▸ **Directions for this task**:
Output every entry exactly as written.

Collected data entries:
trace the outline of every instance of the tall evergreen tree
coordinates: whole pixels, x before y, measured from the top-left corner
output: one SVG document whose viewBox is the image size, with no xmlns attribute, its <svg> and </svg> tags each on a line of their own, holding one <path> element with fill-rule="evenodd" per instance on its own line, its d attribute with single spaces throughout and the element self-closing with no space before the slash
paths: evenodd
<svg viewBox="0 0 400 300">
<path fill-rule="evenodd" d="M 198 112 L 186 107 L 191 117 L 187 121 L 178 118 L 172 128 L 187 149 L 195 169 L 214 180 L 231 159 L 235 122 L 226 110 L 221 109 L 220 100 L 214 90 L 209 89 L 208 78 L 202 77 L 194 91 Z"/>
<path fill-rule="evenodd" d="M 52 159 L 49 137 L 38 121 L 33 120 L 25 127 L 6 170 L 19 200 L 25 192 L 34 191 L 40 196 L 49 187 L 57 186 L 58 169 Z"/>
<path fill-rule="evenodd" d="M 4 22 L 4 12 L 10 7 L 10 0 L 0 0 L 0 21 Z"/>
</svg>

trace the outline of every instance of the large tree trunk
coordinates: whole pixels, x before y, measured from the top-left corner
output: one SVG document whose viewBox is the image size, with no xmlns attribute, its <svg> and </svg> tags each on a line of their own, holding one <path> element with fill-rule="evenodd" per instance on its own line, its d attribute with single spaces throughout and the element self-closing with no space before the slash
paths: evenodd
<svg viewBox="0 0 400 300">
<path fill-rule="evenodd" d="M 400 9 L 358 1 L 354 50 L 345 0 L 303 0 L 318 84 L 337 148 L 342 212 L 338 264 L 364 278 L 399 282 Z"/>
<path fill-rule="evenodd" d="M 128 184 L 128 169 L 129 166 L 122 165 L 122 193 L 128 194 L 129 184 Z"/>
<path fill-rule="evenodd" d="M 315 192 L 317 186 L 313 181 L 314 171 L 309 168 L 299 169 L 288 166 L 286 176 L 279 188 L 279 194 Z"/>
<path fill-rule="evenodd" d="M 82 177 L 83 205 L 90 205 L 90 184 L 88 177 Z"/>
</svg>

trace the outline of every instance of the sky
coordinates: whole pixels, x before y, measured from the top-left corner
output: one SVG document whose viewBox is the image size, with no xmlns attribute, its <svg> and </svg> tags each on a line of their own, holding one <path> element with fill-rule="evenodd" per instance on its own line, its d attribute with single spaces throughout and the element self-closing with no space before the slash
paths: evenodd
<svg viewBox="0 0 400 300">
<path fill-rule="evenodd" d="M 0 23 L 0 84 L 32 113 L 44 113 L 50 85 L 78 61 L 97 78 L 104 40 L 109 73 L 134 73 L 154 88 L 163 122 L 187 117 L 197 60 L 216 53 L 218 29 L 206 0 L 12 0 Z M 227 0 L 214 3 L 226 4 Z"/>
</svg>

▸ **Reply**:
trace the outline of every instance of the tall evergreen tree
coordinates: whole pixels, x before y, measured from the top-left corner
output: one SVG document whose viewBox is the image size, with no xmlns attribute, its <svg> and </svg> tags each on a line of their own, holding one <path> element with fill-rule="evenodd" per instance on its own line, its d attribute with single spaces throughout and the element self-closing with no space before the slash
paths: evenodd
<svg viewBox="0 0 400 300">
<path fill-rule="evenodd" d="M 198 112 L 186 107 L 191 117 L 187 121 L 178 118 L 172 128 L 187 149 L 195 169 L 214 180 L 231 159 L 235 122 L 226 110 L 221 109 L 220 100 L 214 90 L 209 89 L 208 78 L 202 77 L 194 91 Z"/>
<path fill-rule="evenodd" d="M 52 159 L 49 137 L 38 121 L 33 120 L 25 127 L 6 170 L 19 200 L 25 192 L 34 191 L 40 196 L 49 187 L 57 186 L 58 169 Z"/>
<path fill-rule="evenodd" d="M 4 22 L 4 12 L 10 7 L 10 0 L 0 0 L 0 21 Z"/>
</svg>

trace the outline of every instance of the large tree trunk
coordinates: whole pixels, x before y, measured from the top-left corner
output: one SVG document whose viewBox is the image size, with no xmlns attribute, its <svg> and </svg> tags each on a line of their own, holding one <path> element with fill-rule="evenodd" per instance on its own line, its d attribute with single spaces throughout and the element self-closing with no space before the slash
paths: evenodd
<svg viewBox="0 0 400 300">
<path fill-rule="evenodd" d="M 400 9 L 358 1 L 354 50 L 345 0 L 303 0 L 318 84 L 337 148 L 342 212 L 338 264 L 364 278 L 399 282 Z"/>
<path fill-rule="evenodd" d="M 128 184 L 128 169 L 129 166 L 122 165 L 122 193 L 128 194 L 129 184 Z"/>
<path fill-rule="evenodd" d="M 315 192 L 317 186 L 313 181 L 314 171 L 309 168 L 299 169 L 288 166 L 286 176 L 279 188 L 279 194 Z"/>
<path fill-rule="evenodd" d="M 82 177 L 83 205 L 90 205 L 90 184 L 88 177 Z"/>
</svg>

trace the outline of every instance of the sky
coordinates: whole pixels, x before y, measured from the top-left corner
output: one SVG document whose viewBox is the image size, with no xmlns attribute, its <svg> and </svg> tags each on a line of their own, holding one <path> element with fill-rule="evenodd" per instance on its own line, its d attribute with single spaces throughout and the element self-closing with no space before the slash
paths: evenodd
<svg viewBox="0 0 400 300">
<path fill-rule="evenodd" d="M 0 23 L 0 84 L 32 113 L 44 113 L 50 85 L 78 61 L 97 78 L 104 40 L 109 73 L 134 73 L 154 88 L 163 122 L 187 117 L 197 60 L 216 53 L 218 29 L 206 0 L 12 0 Z M 227 0 L 214 3 L 226 4 Z"/>
</svg>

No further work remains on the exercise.